:: Provided material

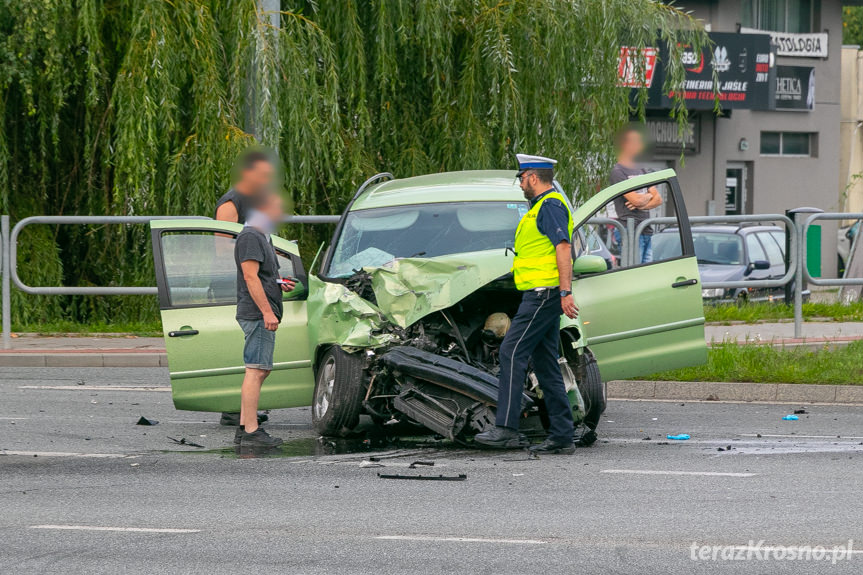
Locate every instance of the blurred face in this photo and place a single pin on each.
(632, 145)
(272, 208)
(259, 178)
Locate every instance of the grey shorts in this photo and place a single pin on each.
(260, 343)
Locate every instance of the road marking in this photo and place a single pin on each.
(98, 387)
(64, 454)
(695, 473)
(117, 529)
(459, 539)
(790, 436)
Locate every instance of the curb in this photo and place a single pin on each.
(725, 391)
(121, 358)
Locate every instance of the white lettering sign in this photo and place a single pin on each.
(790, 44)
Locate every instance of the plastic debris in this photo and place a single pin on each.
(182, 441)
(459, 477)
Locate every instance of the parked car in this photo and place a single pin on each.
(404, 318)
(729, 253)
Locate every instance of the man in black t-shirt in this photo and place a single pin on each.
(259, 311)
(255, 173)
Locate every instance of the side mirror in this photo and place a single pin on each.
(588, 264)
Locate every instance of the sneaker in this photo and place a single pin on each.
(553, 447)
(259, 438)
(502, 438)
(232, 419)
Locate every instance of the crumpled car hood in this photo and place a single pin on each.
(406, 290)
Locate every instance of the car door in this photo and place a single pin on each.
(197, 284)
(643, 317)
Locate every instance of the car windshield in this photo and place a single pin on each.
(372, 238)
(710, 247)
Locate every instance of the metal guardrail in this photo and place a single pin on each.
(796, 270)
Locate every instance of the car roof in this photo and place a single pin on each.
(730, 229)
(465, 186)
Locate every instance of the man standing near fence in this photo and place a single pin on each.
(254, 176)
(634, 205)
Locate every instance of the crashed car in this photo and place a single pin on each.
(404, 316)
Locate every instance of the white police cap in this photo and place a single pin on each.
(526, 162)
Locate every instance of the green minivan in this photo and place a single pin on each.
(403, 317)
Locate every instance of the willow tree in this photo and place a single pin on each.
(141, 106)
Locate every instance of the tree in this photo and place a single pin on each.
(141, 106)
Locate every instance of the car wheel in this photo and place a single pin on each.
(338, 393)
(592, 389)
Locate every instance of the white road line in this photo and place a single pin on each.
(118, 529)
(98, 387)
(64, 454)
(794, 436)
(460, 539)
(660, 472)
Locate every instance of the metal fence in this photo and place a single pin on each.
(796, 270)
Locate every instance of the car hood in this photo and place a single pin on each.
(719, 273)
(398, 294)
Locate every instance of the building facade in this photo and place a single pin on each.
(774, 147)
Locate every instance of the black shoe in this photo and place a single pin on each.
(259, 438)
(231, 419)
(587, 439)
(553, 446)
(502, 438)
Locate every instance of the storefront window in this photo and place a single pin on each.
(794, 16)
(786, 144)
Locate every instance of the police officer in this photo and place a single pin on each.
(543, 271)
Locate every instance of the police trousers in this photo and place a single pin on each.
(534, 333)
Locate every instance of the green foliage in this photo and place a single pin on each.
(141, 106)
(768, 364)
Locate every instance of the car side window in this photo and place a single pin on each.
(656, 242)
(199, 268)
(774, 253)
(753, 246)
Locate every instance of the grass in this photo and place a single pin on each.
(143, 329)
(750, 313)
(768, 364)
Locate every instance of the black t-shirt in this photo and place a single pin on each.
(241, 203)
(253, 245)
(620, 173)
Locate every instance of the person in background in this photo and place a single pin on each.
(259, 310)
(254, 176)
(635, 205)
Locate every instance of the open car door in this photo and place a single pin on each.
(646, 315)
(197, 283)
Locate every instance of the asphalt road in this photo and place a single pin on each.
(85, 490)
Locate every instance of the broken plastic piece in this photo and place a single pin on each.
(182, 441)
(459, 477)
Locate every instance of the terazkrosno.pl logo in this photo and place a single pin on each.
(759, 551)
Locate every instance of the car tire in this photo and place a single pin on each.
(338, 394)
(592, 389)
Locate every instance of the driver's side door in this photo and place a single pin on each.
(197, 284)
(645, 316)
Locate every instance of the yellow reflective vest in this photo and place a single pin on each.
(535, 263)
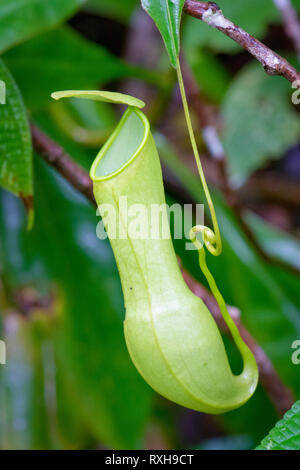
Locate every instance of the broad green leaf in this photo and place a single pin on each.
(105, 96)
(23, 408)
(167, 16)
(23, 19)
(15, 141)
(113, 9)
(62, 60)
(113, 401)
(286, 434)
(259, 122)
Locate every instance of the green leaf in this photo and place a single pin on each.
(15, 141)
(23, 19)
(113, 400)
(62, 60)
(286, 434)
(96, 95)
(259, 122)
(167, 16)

::::

# Stated goal:
Repeat all the records above exactly, leaving out any pictures.

# Reply to the task:
Locate every instance of the blurred face in this photo and place a single pin on each.
(632, 145)
(272, 208)
(259, 178)
Locate every instance of the grey shorts in this photo and place a single pin on each.
(260, 343)
Locate every instance of the road marking in this photo and place a single pin on each.
(98, 387)
(64, 454)
(695, 473)
(117, 529)
(459, 539)
(790, 436)
Locate every instance of the curb in this photo and place a single pin on each.
(725, 391)
(121, 358)
Locate every instance of the white lettering sign in this photo and place a single pin on each.
(790, 44)
Locate every instance of the plastic debris in this photo and place a single pin on each.
(182, 441)
(459, 477)
Locate every instance of the parked car in this photo and place a single pin on each.
(404, 318)
(729, 253)
Locate every instance of the man in black t-shirt in this photo and place a single pin on each.
(259, 311)
(255, 173)
Locate every instance of the side mirror in this photo and place a single pin on each.
(588, 264)
Locate every instance of the sneaker in this photo and place a single pin on each.
(553, 447)
(259, 438)
(502, 438)
(232, 419)
Locate every instance of the crumpled car hood in this photo and place a single pin on each.
(406, 290)
Locate every instance of the car door in this photo and place a single pin on each.
(197, 284)
(643, 317)
Locate every instance of the car windshield in this photo and place a single pin on each.
(372, 238)
(710, 247)
Locate every instance of the metal guardrail in this photo and place a single pin on each.
(796, 270)
Locate every instance of the car roof in this photo and place a single pin on each.
(730, 229)
(465, 186)
Locate every instance of the man standing near fence in this photo and place a single pin on each.
(254, 176)
(634, 205)
Locate every instance of the crashed car in this photo and place a single pin on each.
(404, 316)
Locate every instance of the white police cap in this photo and place a single pin on each.
(526, 162)
Locate every instance of the green minivan in this photo and place a single pin on each.
(403, 317)
Locate every instance of the willow tree in this photo and place a single pin on each.
(141, 106)
Locate every instance of the tree in this photo and place a single pin on each.
(141, 106)
Locate every instance of the car wheel in this photo and place a single pin on each.
(338, 393)
(592, 389)
Locate every instance of the white road line in this photo and place a single pin on each.
(118, 529)
(98, 387)
(64, 454)
(794, 436)
(460, 539)
(660, 472)
Locate every instance of the metal fence in this photo and place a single pin on each.
(796, 270)
Locate every instance of the car hood in this photo and place a single pin on each.
(719, 273)
(398, 294)
Locate every instance of the building facade in this photo and place a single pin on each.
(774, 147)
Locate every instance of the black shoe in this photo and place a single pin on each.
(259, 438)
(231, 419)
(587, 439)
(553, 446)
(502, 438)
Locate every instance of the storefront window in this photo and place a single pin on each.
(794, 16)
(786, 144)
Locate every instance of the police officer in this photo and place a single pin on each.
(543, 271)
Locate every instance of the police trousers in this photo and place a single pin on each.
(534, 333)
Locate every instance of the green foliage in this photo and place a single pin on each.
(141, 106)
(768, 364)
Locate every instance of the car side window in this photo and place a single pin on each.
(656, 242)
(199, 268)
(774, 253)
(753, 246)
Locate every instance of the grass in this photo and place a single pin on each.
(143, 329)
(750, 313)
(768, 364)
Locate every instance of the black t-shirt in this photo and place a single pin on each.
(241, 203)
(253, 245)
(620, 173)
Locate every instance of the person in background in this photo and place a single pin on each.
(259, 310)
(254, 176)
(635, 205)
Locate every instance of the open car door in this photo and place a single pin on each.
(646, 315)
(197, 283)
Locate every instance of the asphalt road in this photo and place a single pin on each.
(85, 490)
Locate every instance of the broken plastic piece in this photo and place a single pin on each.
(182, 441)
(459, 477)
Locate every instance of the terazkrosno.pl logo in this photo and place a single pin on each.
(759, 551)
Locate every instance of the car tire in this photo and place a single pin on each.
(338, 394)
(592, 389)
Locate every instance of the driver's side door in this photo and place a single pin on each.
(197, 284)
(645, 316)
Locate every instance of the yellow reflective vest in this photo and place a single pin on each.
(535, 263)
Locate every instance of the broad green leaf in this photo and place a single pin on each.
(105, 96)
(23, 408)
(167, 16)
(23, 19)
(15, 141)
(113, 9)
(62, 60)
(113, 401)
(286, 434)
(259, 122)
Locate every instance of the green leaf in this photo and place a single pin on each.
(15, 141)
(23, 19)
(113, 400)
(62, 60)
(286, 434)
(96, 95)
(259, 122)
(167, 16)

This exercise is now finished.